Material provided: Begin

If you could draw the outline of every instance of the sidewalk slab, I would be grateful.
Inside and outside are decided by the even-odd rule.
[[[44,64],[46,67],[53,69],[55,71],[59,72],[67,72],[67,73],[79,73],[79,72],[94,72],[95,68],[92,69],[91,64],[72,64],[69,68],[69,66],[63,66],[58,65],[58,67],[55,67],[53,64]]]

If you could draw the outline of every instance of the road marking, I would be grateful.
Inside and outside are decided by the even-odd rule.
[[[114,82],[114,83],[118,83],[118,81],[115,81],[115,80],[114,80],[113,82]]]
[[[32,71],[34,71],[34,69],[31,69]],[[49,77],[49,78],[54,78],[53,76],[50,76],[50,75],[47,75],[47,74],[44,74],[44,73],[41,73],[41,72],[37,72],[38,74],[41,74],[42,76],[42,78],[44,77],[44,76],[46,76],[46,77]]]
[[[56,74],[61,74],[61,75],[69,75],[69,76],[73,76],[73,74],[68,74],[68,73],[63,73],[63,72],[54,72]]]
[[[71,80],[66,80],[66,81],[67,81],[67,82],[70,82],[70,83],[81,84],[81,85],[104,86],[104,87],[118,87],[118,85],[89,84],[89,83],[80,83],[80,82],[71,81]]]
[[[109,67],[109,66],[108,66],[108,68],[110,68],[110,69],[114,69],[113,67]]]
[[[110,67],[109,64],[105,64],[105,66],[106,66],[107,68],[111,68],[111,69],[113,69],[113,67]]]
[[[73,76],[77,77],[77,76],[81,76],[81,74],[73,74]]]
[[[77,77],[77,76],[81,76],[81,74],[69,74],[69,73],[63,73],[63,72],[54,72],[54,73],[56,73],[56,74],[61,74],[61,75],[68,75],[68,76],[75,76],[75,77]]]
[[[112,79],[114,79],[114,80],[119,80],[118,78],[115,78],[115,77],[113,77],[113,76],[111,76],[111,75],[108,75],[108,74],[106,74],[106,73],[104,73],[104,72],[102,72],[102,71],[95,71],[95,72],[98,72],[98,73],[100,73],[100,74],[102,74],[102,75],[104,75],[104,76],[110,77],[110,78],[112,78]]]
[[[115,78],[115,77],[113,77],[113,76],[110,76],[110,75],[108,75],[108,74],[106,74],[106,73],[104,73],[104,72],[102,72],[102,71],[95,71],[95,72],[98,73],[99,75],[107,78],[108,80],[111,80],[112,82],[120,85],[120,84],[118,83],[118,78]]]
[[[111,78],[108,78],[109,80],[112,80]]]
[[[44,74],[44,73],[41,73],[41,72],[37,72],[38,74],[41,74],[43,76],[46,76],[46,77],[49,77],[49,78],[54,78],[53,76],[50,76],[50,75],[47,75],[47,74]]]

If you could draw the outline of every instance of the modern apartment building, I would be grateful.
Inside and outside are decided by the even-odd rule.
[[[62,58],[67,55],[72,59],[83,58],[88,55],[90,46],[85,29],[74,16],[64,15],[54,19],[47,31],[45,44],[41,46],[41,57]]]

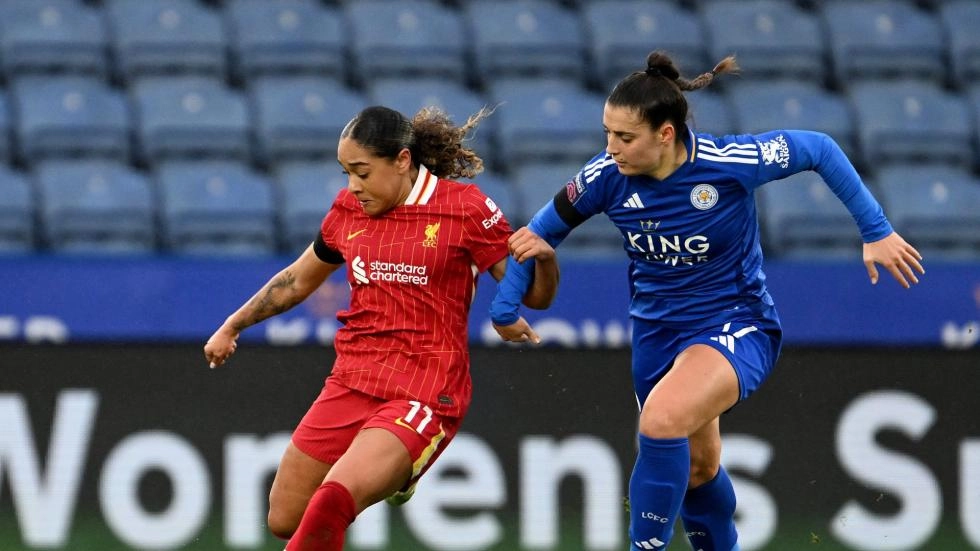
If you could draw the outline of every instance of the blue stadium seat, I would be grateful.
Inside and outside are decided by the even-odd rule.
[[[276,252],[272,183],[234,161],[166,161],[157,166],[163,244],[191,255]]]
[[[0,3],[0,37],[7,78],[50,71],[108,74],[105,20],[77,0]]]
[[[13,156],[14,124],[11,115],[10,97],[6,91],[0,90],[0,161],[3,162],[9,161]]]
[[[17,141],[28,163],[97,155],[126,160],[130,112],[125,96],[88,76],[28,75],[14,81]]]
[[[206,76],[143,77],[130,93],[146,162],[168,157],[249,157],[247,102],[222,81]]]
[[[34,176],[44,239],[57,252],[133,254],[155,249],[156,201],[149,179],[98,159],[48,160]]]
[[[980,82],[980,4],[975,0],[942,2],[939,17],[946,31],[953,81],[959,86]]]
[[[204,73],[224,76],[221,16],[196,0],[104,0],[117,76]]]
[[[741,81],[726,88],[739,133],[799,129],[823,132],[857,163],[851,106],[840,94],[801,80]]]
[[[896,231],[927,259],[980,260],[980,178],[949,165],[902,163],[878,170]]]
[[[367,105],[357,91],[326,77],[259,77],[249,85],[261,162],[337,156],[344,126]]]
[[[234,73],[343,78],[347,31],[340,12],[317,0],[232,0],[225,8]]]
[[[708,2],[702,14],[711,37],[711,57],[718,61],[737,54],[746,78],[788,77],[817,83],[826,78],[820,20],[792,2],[718,0]]]
[[[444,78],[377,79],[368,87],[368,98],[372,103],[390,107],[409,118],[422,107],[438,107],[456,124],[464,124],[467,118],[489,105],[481,94],[460,82]],[[496,122],[496,115],[487,117],[469,136],[472,141],[468,145],[488,163],[495,161],[490,137]]]
[[[35,198],[30,181],[0,165],[0,254],[34,251]]]
[[[586,43],[577,12],[547,0],[514,0],[473,2],[464,13],[478,80],[557,75],[584,81]]]
[[[316,237],[337,193],[347,187],[347,177],[331,161],[288,161],[274,172],[283,241],[289,252],[298,254]]]
[[[346,5],[354,78],[466,79],[462,16],[433,0],[358,0]]]
[[[524,211],[517,190],[514,188],[514,184],[503,174],[483,171],[472,178],[472,181],[484,195],[489,197],[503,211],[511,227],[517,229],[520,227],[518,222],[526,222],[521,218]]]
[[[653,49],[668,52],[683,74],[712,67],[701,19],[672,0],[599,0],[586,3],[582,17],[591,34],[589,50],[599,83],[612,89],[626,75],[646,68]]]
[[[857,223],[816,172],[801,172],[770,182],[756,194],[767,255],[803,259],[861,257]]]
[[[834,77],[946,78],[939,19],[905,0],[827,2],[823,15]]]
[[[734,111],[725,94],[698,90],[686,94],[687,124],[695,132],[713,136],[738,133]]]
[[[974,162],[967,100],[926,81],[851,86],[862,155],[871,166],[890,161]]]
[[[584,163],[603,150],[605,97],[563,79],[500,79],[490,96],[499,107],[497,155],[502,165],[570,160]]]

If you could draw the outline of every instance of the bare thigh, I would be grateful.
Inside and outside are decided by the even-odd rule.
[[[705,423],[688,437],[691,447],[689,488],[710,482],[721,466],[721,428],[718,417]]]
[[[269,530],[273,534],[281,538],[292,536],[313,492],[323,484],[330,467],[289,443],[269,492]]]
[[[405,444],[382,428],[362,430],[326,475],[343,484],[357,512],[399,491],[412,476],[412,459]]]

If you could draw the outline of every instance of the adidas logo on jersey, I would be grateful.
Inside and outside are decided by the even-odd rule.
[[[625,203],[623,203],[623,206],[628,209],[642,209],[644,205],[643,201],[640,201],[640,194],[634,193],[633,195],[630,195],[630,198],[627,199]]]

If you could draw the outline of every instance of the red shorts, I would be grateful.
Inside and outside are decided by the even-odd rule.
[[[408,487],[442,454],[461,422],[461,418],[441,416],[415,400],[376,398],[327,377],[292,441],[306,455],[332,465],[361,429],[385,429],[405,444],[412,459]]]

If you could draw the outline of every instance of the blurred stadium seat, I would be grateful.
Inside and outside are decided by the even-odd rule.
[[[276,167],[275,181],[286,250],[298,254],[313,241],[347,177],[332,161],[289,161]]]
[[[471,180],[484,195],[489,197],[503,211],[512,228],[516,230],[520,227],[517,223],[522,222],[521,216],[524,211],[517,190],[514,189],[514,184],[510,180],[503,174],[491,171],[483,171]],[[461,181],[467,181],[467,179],[462,178]]]
[[[109,38],[102,13],[77,0],[0,2],[3,72],[77,72],[104,77]]]
[[[960,87],[980,82],[980,3],[940,2],[939,16],[946,30],[953,82]]]
[[[422,107],[438,107],[460,125],[480,109],[489,107],[486,98],[461,82],[432,77],[376,79],[368,87],[368,98],[372,103],[390,107],[409,118]],[[487,117],[469,136],[468,145],[489,164],[495,162],[491,136],[496,122],[497,115]]]
[[[41,229],[53,251],[151,253],[156,202],[149,180],[107,160],[48,160],[34,170]]]
[[[128,160],[130,110],[125,96],[90,76],[27,75],[12,86],[21,158],[98,155]]]
[[[702,8],[712,62],[737,54],[746,78],[823,83],[824,33],[817,16],[782,0],[718,0]],[[691,75],[705,69],[696,68]]]
[[[27,177],[0,166],[0,254],[34,251],[35,206]]]
[[[591,35],[592,71],[604,89],[645,69],[654,48],[668,52],[685,75],[712,67],[701,19],[671,0],[585,2],[582,18]]]
[[[571,160],[584,163],[605,147],[604,96],[564,79],[498,79],[490,96],[499,107],[500,164]]]
[[[767,255],[860,258],[857,223],[816,172],[770,182],[756,194]]]
[[[881,167],[880,195],[888,217],[925,257],[977,258],[980,179],[949,165]]]
[[[828,134],[857,163],[853,113],[839,94],[801,80],[739,81],[726,88],[738,131],[758,134],[777,129]]]
[[[317,0],[229,0],[225,16],[238,79],[347,72],[346,27],[336,8]]]
[[[152,76],[130,88],[141,158],[250,155],[244,95],[207,76]]]
[[[432,0],[358,0],[346,5],[354,79],[466,78],[462,16]]]
[[[317,76],[256,78],[249,101],[262,163],[336,158],[341,130],[367,105],[360,92]]]
[[[277,248],[272,183],[234,161],[166,161],[155,171],[170,252],[267,255]],[[315,231],[315,230],[314,230]]]
[[[907,0],[825,2],[834,75],[852,79],[946,78],[939,19]]]
[[[104,0],[118,77],[153,73],[225,76],[221,16],[196,0]]]
[[[547,0],[471,2],[475,78],[562,76],[584,82],[586,43],[578,13]]]
[[[713,136],[738,133],[734,110],[725,94],[698,90],[687,94],[688,126]]]
[[[969,165],[974,136],[967,101],[918,80],[864,81],[850,88],[858,140],[869,165],[919,160]]]
[[[13,156],[13,117],[10,112],[10,97],[6,90],[0,89],[0,162],[9,161]]]

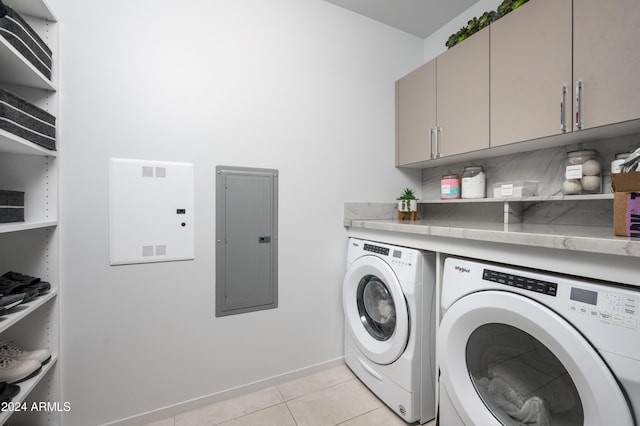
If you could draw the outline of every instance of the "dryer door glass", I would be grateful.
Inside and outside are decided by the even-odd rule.
[[[569,373],[528,333],[506,324],[482,325],[469,337],[466,360],[476,392],[502,424],[584,424]]]
[[[396,328],[396,309],[386,284],[375,275],[358,283],[358,312],[367,332],[376,340],[388,340]]]

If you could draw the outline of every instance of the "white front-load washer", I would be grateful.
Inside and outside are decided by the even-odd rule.
[[[640,288],[449,257],[442,426],[632,426]]]
[[[435,256],[349,239],[345,362],[406,422],[435,417]]]

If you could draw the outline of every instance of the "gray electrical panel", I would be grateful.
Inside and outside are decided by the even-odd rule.
[[[216,316],[278,307],[278,171],[216,167]]]

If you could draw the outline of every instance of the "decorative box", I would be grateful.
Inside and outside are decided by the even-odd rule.
[[[621,237],[640,237],[640,172],[612,173],[613,229]]]
[[[520,180],[493,184],[493,198],[534,197],[538,193],[538,181]]]
[[[24,222],[24,192],[0,189],[0,223]]]
[[[47,149],[56,149],[56,118],[3,89],[0,89],[0,129]]]
[[[45,77],[51,79],[52,52],[49,46],[10,6],[5,6],[3,11],[6,11],[6,15],[0,17],[0,37],[7,40]]]

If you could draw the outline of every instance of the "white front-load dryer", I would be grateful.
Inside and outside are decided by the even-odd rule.
[[[449,257],[442,426],[633,426],[640,288]]]
[[[345,362],[407,422],[435,417],[435,256],[349,239]]]

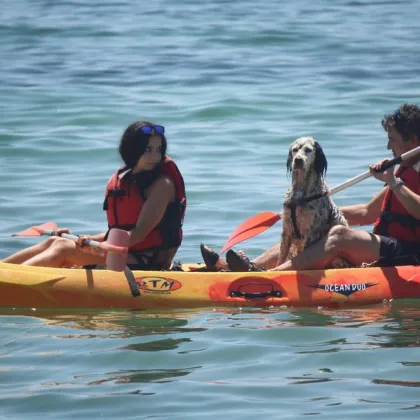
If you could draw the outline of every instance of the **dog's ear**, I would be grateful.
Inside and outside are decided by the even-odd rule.
[[[324,151],[322,150],[321,145],[316,141],[315,142],[315,172],[317,175],[323,175],[327,173],[328,162],[325,157]]]
[[[289,150],[289,156],[287,156],[286,162],[286,173],[289,174],[292,172],[292,149]]]

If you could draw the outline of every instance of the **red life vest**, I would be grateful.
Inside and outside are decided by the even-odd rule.
[[[166,157],[153,171],[142,173],[146,182],[136,183],[131,169],[120,168],[115,172],[106,187],[104,210],[106,210],[109,229],[131,230],[146,201],[145,191],[161,175],[166,175],[175,184],[175,201],[168,204],[158,225],[147,237],[129,248],[129,251],[161,250],[177,248],[182,241],[182,223],[187,205],[184,179],[175,162]]]
[[[420,173],[413,167],[400,166],[395,173],[415,194],[420,194]],[[389,188],[373,233],[402,241],[420,242],[420,220],[412,216]]]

Material provided: End

Work required: Reproduce each line in the listing above that mentions the string "white".

Completed task:
If you could draw the outline of every instance of the "white front-load washer", I would be grateful.
If you could draw the outline of every instance of the "white front-load dryer", I would be grateful.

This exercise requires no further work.